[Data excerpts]
--

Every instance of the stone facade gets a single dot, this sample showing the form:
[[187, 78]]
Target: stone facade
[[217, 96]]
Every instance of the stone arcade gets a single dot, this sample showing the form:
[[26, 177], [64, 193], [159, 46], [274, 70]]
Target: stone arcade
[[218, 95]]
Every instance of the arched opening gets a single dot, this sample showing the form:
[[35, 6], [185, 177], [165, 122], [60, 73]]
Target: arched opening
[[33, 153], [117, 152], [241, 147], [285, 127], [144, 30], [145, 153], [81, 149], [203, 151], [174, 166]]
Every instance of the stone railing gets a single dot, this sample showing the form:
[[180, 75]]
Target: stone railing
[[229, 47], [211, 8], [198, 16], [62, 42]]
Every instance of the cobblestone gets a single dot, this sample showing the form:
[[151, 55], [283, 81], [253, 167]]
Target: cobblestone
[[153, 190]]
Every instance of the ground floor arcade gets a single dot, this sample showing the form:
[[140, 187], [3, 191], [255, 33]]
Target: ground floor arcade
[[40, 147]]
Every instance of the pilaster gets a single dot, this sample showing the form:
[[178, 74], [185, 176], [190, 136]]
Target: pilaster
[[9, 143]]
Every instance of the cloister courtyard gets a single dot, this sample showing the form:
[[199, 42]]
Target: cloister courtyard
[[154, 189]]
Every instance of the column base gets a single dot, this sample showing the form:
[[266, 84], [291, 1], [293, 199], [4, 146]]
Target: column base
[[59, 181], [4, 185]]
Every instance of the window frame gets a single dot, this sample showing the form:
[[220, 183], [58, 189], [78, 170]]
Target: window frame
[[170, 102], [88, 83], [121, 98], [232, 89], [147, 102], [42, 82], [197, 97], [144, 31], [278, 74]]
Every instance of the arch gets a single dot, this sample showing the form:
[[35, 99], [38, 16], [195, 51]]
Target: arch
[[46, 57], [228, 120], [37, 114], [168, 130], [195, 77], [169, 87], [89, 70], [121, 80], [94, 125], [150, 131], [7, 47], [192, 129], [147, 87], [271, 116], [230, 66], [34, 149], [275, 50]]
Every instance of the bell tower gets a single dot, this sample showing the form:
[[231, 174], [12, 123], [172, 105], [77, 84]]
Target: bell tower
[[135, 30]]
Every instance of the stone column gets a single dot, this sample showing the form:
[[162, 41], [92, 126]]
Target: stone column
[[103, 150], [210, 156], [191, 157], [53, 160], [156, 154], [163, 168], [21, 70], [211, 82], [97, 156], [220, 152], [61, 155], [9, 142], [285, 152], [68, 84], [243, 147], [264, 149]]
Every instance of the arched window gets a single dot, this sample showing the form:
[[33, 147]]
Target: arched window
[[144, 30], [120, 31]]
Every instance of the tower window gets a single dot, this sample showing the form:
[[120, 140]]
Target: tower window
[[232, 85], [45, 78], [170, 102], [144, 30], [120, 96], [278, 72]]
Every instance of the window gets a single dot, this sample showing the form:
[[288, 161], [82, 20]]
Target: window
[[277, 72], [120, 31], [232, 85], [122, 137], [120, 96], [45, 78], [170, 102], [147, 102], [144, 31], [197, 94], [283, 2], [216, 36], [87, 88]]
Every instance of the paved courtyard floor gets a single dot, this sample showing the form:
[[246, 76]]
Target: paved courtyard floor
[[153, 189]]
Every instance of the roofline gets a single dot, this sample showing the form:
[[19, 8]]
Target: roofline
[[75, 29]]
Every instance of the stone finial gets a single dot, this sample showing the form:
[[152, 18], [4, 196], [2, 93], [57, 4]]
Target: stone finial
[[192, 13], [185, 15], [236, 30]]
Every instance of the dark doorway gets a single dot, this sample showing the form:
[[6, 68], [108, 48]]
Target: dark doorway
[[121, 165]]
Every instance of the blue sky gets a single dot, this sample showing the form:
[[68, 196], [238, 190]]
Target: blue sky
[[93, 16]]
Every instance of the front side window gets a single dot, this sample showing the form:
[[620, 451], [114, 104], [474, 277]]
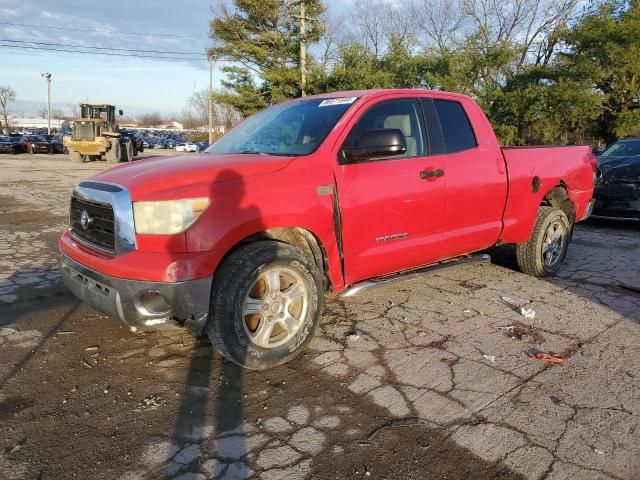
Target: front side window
[[293, 128], [403, 115], [456, 128]]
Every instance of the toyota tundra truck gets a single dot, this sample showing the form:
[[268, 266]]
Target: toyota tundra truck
[[340, 193]]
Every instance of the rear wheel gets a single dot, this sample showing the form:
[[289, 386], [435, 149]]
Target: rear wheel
[[266, 304], [76, 157], [545, 251]]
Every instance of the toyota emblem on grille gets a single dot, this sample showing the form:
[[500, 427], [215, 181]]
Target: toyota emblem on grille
[[85, 219]]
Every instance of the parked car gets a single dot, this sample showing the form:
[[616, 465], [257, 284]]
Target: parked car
[[57, 146], [186, 147], [343, 192], [35, 144], [617, 189], [11, 145], [136, 141]]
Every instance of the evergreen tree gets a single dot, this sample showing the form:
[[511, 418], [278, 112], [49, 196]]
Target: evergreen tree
[[261, 40]]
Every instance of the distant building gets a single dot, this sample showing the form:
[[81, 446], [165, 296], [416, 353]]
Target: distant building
[[36, 123]]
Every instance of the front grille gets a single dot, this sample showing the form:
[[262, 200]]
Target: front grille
[[83, 131], [100, 231]]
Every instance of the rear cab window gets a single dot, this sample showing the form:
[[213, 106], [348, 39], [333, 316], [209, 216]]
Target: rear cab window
[[457, 132]]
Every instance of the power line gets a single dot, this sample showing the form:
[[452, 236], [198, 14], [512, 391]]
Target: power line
[[48, 44], [95, 30], [113, 54]]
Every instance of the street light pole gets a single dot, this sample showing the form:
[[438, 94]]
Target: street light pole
[[210, 103], [47, 76], [303, 50]]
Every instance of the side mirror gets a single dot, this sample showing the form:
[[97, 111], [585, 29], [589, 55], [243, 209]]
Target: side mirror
[[377, 143]]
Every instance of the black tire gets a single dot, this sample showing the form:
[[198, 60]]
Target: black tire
[[114, 154], [530, 256], [75, 157], [227, 327]]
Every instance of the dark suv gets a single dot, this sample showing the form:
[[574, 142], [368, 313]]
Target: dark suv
[[136, 140], [11, 145]]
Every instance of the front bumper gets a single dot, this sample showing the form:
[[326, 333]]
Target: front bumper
[[140, 303]]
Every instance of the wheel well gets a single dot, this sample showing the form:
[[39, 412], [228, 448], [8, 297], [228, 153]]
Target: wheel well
[[298, 237], [559, 197]]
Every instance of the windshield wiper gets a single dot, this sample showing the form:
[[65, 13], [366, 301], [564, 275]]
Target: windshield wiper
[[254, 152]]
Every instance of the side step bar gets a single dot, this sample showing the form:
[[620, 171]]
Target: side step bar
[[411, 274]]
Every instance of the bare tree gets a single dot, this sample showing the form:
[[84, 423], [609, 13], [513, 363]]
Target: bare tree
[[150, 119], [196, 112], [376, 21], [333, 36], [7, 95], [528, 24], [438, 22]]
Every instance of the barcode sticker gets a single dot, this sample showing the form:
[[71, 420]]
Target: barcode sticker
[[337, 101]]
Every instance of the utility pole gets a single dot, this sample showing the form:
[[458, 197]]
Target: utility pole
[[303, 50], [302, 18], [211, 62], [47, 76]]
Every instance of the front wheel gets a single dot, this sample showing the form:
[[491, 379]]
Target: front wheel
[[542, 255], [266, 303]]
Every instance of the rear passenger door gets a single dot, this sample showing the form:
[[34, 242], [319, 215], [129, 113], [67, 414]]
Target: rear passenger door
[[476, 182]]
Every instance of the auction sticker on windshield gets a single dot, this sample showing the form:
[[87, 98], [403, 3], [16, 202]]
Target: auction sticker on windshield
[[337, 101]]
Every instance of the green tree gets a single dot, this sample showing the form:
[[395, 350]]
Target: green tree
[[603, 48], [261, 40], [541, 106]]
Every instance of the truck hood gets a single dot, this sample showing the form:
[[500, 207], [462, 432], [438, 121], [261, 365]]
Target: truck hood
[[154, 177]]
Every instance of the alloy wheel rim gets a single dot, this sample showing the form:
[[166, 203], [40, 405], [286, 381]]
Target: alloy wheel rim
[[275, 307], [553, 243]]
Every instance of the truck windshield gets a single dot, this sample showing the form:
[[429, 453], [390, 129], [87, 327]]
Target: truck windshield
[[293, 128], [625, 148]]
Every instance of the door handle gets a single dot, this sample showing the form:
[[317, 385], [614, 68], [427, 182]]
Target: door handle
[[431, 173]]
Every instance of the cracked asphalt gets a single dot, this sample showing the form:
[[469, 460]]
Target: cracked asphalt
[[429, 378]]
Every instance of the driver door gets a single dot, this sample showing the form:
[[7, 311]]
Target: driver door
[[392, 209]]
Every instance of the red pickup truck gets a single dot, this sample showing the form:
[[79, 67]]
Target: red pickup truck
[[337, 192]]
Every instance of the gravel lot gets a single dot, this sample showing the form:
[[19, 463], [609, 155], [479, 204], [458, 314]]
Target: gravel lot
[[425, 379]]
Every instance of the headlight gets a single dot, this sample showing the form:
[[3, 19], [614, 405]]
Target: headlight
[[168, 217]]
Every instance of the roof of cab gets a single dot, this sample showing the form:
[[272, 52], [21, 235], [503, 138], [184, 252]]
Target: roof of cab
[[383, 91]]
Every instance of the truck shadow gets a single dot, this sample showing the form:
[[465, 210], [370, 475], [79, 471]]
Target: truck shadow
[[191, 430], [597, 268]]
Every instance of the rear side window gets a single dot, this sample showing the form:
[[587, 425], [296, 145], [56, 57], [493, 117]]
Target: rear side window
[[456, 128]]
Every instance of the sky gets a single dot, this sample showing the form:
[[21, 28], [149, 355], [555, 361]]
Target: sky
[[137, 85]]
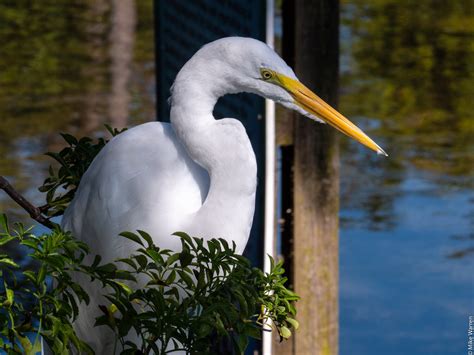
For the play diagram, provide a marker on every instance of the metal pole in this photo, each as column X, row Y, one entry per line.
column 269, row 220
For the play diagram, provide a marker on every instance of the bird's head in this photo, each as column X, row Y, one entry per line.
column 249, row 65
column 238, row 64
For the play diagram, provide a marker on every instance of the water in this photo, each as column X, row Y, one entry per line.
column 407, row 242
column 407, row 246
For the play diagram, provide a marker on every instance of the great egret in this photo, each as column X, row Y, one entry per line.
column 197, row 174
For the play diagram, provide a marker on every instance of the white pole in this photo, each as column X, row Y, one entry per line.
column 269, row 222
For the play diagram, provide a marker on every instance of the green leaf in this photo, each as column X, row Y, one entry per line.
column 10, row 297
column 185, row 258
column 285, row 333
column 172, row 258
column 184, row 237
column 187, row 279
column 4, row 223
column 156, row 256
column 9, row 261
column 6, row 239
column 294, row 323
column 146, row 236
column 132, row 237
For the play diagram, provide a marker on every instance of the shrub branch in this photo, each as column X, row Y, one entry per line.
column 32, row 210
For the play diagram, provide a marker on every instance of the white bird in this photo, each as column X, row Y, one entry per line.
column 196, row 174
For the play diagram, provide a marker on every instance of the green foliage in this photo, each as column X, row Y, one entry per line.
column 28, row 306
column 61, row 185
column 197, row 299
column 191, row 300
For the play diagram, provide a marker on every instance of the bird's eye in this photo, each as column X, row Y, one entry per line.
column 266, row 74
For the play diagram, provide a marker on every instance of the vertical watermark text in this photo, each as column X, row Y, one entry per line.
column 470, row 336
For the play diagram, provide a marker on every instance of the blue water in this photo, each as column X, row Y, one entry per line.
column 401, row 290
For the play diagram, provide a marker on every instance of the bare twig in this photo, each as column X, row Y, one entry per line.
column 33, row 211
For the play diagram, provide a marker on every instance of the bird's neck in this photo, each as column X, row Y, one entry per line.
column 223, row 148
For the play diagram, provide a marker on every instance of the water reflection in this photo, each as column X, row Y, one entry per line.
column 407, row 78
column 69, row 67
column 408, row 67
column 407, row 242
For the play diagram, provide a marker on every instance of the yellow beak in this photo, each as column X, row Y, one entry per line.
column 316, row 106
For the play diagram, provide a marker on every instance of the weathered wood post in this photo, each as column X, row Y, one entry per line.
column 311, row 46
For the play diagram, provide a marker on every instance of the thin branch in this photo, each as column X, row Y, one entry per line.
column 33, row 211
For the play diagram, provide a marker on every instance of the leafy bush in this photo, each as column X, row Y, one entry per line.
column 191, row 300
column 28, row 305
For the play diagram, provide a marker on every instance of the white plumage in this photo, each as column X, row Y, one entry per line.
column 196, row 174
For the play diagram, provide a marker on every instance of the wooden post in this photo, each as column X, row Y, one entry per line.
column 314, row 51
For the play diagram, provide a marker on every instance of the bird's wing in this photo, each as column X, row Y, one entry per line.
column 142, row 179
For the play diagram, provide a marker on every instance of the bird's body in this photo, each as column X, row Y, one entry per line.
column 197, row 174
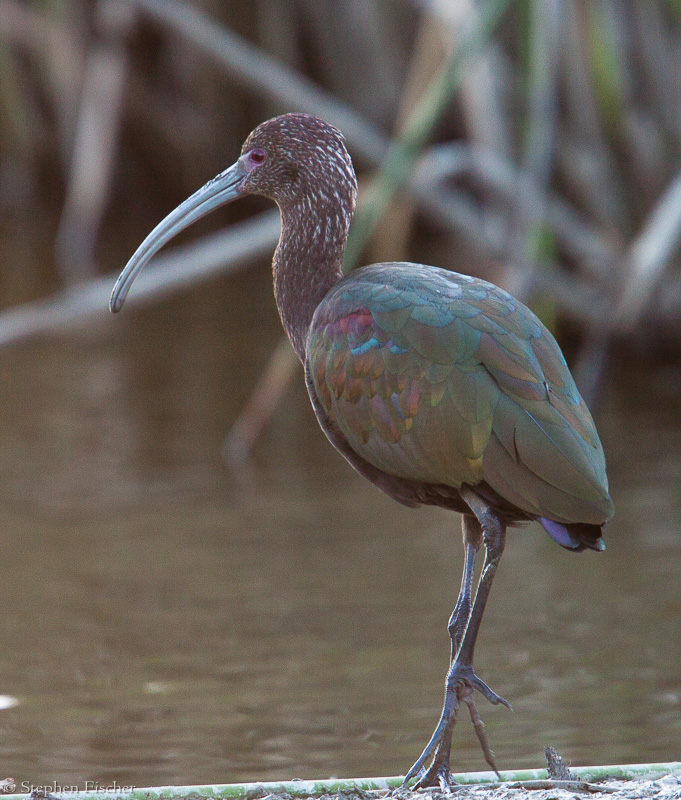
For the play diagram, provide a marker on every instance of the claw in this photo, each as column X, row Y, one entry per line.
column 461, row 684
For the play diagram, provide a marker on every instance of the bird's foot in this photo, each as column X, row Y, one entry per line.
column 461, row 684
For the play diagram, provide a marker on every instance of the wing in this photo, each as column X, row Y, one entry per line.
column 437, row 377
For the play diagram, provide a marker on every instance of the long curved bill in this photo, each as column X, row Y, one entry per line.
column 222, row 189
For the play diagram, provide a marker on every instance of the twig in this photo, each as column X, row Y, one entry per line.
column 94, row 149
column 263, row 75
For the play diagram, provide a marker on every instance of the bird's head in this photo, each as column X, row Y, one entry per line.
column 296, row 160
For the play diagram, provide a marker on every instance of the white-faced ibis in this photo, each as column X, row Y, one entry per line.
column 439, row 388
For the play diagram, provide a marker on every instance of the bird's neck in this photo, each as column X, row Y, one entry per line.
column 308, row 261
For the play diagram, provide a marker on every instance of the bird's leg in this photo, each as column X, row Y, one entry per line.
column 461, row 679
column 472, row 539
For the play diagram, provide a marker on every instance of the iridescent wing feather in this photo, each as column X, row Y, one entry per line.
column 440, row 378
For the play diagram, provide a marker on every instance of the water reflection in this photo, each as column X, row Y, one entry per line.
column 166, row 622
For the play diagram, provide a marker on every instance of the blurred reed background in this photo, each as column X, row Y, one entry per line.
column 549, row 164
column 163, row 621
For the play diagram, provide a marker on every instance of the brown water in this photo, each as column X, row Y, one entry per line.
column 167, row 622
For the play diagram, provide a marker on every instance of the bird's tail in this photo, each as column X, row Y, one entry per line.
column 574, row 535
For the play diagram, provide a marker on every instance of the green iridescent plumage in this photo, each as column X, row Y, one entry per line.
column 438, row 377
column 438, row 388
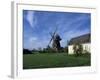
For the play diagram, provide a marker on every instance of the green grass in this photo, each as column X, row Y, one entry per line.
column 47, row 60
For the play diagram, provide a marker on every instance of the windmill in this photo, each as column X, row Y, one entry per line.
column 55, row 39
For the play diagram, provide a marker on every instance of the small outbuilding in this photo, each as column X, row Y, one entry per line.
column 84, row 40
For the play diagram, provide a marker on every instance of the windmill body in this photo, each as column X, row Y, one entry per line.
column 55, row 40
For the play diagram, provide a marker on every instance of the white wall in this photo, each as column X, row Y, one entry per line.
column 5, row 41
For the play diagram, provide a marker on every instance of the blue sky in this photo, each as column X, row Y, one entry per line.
column 37, row 26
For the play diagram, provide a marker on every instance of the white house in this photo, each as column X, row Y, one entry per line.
column 84, row 40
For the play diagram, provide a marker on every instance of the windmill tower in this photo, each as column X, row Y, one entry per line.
column 55, row 39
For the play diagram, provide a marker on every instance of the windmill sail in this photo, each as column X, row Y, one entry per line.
column 52, row 36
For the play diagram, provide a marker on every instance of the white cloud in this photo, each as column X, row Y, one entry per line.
column 31, row 18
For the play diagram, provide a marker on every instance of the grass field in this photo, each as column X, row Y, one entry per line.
column 47, row 60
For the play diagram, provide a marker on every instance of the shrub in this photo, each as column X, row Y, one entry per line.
column 26, row 51
column 78, row 49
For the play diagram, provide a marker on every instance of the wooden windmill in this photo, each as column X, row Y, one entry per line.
column 55, row 39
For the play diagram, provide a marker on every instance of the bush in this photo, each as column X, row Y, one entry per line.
column 78, row 49
column 26, row 51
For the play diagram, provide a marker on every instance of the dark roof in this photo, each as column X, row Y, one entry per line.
column 80, row 39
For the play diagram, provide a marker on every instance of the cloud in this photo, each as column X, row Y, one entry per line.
column 31, row 18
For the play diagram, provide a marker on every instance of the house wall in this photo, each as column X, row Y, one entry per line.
column 86, row 47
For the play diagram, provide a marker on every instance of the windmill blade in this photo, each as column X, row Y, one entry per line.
column 50, row 41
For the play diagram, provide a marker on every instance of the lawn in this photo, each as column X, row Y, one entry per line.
column 47, row 60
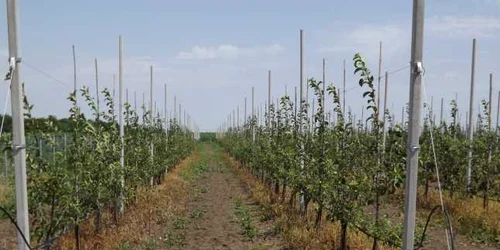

--

ASSIGNMENT ▸ Above are some records; copy exactly the lines from the one with "Every instance of the window gets" through the one with "Every instance of the stone finial", both included, and no others.

COMPLETED EXERCISE ▸
Every instance of the window gets a single dot, this sample showing the form:
[[288, 161], [82, 20]]
Target: window
[[277, 72], [120, 31], [232, 85], [122, 137], [120, 96], [45, 78], [170, 102], [147, 102], [144, 31], [197, 94], [283, 2], [216, 36], [87, 88]]
Every instance of the paved courtyard floor gets a single dot, this sample showing the form:
[[246, 76]]
Target: paved courtyard floor
[[153, 189]]
Every instance of the roofline gets a single dot, this sample showing the form:
[[19, 8]]
Target: roofline
[[75, 29]]
Every instance of the stone finial gets a single dot, this sample showing the form:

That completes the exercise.